### [Extrait du document]
# # # #
Jean-Pierre Jeunet, Bigbug

Coco­ri­bot crash

Comme le cinéma fran­çais se can­tonne géné­ra­le­ment à la comé­die bur­lesque, la comé­die dra­ma­tique, le drame poli­cier ou la fic­tion his­to­rique, les fans du genre ne peuvent que saluer et s’enthousiasmer dès lors qu’un grand nom fran­çais du sep­tième art ose bra­ver le défi de réa­li­ser une œuvre de science-fiction…
Encore faut-il que celle-ci soit à la hau­teur du niveau qu’impose aujourd’hui le genre. Fort mal­heu­reu­se­ment, il fau­dra admettre que ce ne sera pas le cas avec Big­bug, un long-métrage de science-fiction, sorti le 11 février 2022 sur Net­flix, lequel s’avère n’être qu’un coq déplumé, ago­ni­sant d’avoir été réchauffé, sus­ci­tant néan­moins com­pas­sion et pitié sincère.

La science-fiction est en effet un genre exi­geant, car toutes ses thé­ma­tiques ont déjà été brillam­ment trai­tées et les plus grands de ses sujets, à l’essence phi­lo­so­phique, néces­sitent un fin dosage d’innovations, de finesse et de jus­tesse. Or, le scé­na­rio de Big­bug s’élabore autour de la peur que nos inven­tions sup­plantent l’être humain. Ceci n’a abso­lu­ment rien de nova­teur puisque cette crainte est l’une des plus écu­lées de l’histoire de l’humanité.
On en trouve la trace dans l’histoire de la grande civi­li­sa­tion aztèque qui fit le choix de ne pas adop­ter la roue, pro­ba­ble­ment pour ne pas ébran­ler sa struc­ture sociale, ou lors de la révolte des canuts, un mou­ve­ment qui prit racine à Lyon, en 1831, au cours duquel les ouvriers de la soie bri­sèrent les nou­velles machines à tis­ser afin de ne pas perdre leur emploi. Le para­digme “société vs évo­lu­tion tech­nique” est même le moteur de l’évolution his­to­rique selon Marx.
# # # #
### [Données extraites]
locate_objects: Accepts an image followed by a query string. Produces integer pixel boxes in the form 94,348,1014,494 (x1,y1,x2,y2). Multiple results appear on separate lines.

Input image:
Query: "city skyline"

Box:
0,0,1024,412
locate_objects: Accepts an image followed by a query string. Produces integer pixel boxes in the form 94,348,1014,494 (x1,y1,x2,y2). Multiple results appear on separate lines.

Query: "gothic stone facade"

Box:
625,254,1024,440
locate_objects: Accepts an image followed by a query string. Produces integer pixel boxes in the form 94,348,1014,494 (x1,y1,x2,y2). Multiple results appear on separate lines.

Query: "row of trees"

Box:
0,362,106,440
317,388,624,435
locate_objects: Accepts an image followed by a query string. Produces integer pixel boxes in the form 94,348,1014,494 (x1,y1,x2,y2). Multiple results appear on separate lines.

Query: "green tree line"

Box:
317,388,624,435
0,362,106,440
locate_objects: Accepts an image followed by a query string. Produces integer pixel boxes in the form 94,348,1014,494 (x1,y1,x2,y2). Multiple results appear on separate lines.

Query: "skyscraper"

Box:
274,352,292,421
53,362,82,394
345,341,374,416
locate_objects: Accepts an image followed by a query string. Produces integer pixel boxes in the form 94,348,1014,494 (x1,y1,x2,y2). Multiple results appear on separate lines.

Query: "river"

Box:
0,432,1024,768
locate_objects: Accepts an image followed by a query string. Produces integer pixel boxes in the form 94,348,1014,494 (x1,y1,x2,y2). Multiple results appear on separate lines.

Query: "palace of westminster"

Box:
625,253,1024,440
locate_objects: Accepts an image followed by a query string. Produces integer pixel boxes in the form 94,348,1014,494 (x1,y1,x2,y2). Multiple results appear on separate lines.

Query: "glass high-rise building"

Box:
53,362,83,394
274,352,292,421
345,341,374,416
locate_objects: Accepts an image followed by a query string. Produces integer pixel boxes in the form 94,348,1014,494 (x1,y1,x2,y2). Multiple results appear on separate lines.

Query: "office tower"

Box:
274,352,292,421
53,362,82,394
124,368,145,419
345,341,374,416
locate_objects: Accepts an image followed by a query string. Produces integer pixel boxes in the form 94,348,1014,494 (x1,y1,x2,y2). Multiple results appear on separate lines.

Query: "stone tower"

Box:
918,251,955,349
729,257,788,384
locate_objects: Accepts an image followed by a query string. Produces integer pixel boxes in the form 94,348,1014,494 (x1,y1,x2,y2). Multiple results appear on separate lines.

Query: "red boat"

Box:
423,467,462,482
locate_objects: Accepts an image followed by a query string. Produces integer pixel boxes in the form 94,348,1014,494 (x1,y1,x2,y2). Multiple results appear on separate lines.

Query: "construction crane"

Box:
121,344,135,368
# # # #
### [Consignes]
1. D'après la critique de Bigbug, à quelle date et sur quelle plateforme le film est-il sorti ?
2. Rédigez la suite de la critique de Bigbug à partir de sa dernière phrase.

### [Réponses]
1. Le 11 février 2022, sur Netflix.

2.
Mais la méca­ni­sa­tion de la société ne sus­cite pas néces­sai­re­ment de la crainte. Le 28 juillet 1848, Théo­phile Gau­tier  écri­vait, dans Le Jour­nal, un article inti­tulé “La Répu­blique de l’avenir” dans lequel il expli­quait que les robots seraient le moyen d’atteindre l’émancipation de l’humanité.
Pos­tu­lant que, dans l’Histoire, les serfs ayant suc­cédé aux esclaves, et les pro­lé­taires ayant suc­cédé aux serfs, alors les machines suc­cé­de­raient logi­que­ment aux pro­lé­taires : « Les machines feront désor­mais toutes les besognes pénibles, ennuyeuses et répu­gnantes. L’homme s’occupera seule­ment de ce qui exige de la pen­sée, du sen­ti­ment et du caprice, de tout ce qui doit rece­voir, sous la magné­ti­sa­tion immé­diate de la main, l’impression directe du cer­veau ». La méca­ni­sa­tion du tra­vail était même, à l’âge d’or de la science-fiction, dans les années 1930, une véri­table pana­cée car tous les pro­blèmes sociaux y trou­ve­raient résolution.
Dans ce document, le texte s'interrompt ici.